[Records held in a dataset]
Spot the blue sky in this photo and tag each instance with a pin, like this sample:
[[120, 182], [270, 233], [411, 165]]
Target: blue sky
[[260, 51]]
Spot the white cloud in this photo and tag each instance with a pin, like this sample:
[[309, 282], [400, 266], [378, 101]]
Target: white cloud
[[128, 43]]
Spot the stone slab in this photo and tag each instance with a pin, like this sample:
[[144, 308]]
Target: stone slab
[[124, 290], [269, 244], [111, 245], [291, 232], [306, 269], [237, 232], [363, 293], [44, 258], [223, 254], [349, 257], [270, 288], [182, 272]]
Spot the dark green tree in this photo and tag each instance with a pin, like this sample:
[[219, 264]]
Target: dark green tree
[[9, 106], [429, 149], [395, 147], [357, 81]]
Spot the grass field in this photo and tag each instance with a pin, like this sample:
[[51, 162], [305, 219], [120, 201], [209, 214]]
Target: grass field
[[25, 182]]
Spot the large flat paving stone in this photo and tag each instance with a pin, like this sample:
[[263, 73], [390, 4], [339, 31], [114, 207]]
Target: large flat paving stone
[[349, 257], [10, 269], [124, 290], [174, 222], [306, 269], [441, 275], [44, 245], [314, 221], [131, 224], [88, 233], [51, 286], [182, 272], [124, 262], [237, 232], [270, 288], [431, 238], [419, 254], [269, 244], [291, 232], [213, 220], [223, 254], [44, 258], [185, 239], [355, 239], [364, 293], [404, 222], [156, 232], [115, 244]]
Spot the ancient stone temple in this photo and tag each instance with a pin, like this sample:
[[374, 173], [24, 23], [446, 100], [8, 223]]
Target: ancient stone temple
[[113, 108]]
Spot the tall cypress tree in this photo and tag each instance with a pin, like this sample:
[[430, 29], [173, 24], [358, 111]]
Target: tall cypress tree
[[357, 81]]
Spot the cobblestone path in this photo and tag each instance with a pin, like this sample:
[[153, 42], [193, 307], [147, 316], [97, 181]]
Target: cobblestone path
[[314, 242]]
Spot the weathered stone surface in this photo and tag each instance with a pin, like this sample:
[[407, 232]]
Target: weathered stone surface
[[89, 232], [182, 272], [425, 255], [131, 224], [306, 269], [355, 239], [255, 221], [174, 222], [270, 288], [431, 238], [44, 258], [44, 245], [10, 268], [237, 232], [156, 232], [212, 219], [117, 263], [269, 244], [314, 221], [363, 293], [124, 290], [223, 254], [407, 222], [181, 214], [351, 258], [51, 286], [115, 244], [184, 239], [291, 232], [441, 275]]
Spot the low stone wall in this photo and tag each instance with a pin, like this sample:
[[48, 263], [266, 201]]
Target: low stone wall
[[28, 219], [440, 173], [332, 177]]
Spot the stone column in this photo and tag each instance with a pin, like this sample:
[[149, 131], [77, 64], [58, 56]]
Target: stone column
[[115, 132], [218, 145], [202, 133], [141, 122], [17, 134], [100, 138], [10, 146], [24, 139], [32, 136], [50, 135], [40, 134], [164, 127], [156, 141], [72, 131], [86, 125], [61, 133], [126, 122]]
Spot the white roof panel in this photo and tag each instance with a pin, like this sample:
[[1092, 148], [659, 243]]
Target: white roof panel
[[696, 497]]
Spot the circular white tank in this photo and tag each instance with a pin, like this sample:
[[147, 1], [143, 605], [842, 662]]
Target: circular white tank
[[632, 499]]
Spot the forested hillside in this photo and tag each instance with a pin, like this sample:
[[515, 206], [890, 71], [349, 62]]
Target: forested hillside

## Work to do
Copy out the records from the line with "Spot the ancient" to the line with "[[314, 242]]", both included, keeping the requests, and shift every point coordinate in the answers by adding 135 to each number. Leave the sample coordinates in the requests as they are.

## Solution to this problem
Spot the ancient stone temple in this photo and tag each instance with a pin, like this sample:
[[374, 173], [24, 23], [446, 100], [8, 223]]
Target: ancient stone temple
[[248, 243]]
Spot the tall cypress tree in this photo and tag each instance with a pin, like this sample:
[[430, 29], [173, 24], [358, 111]]
Target: tall cypress tree
[[492, 216]]
Spot the cobblestone path in this photo and tag each instance with a pin, like this sample:
[[153, 42], [193, 307], [147, 316], [97, 181]]
Target: cobblestone path
[[449, 377]]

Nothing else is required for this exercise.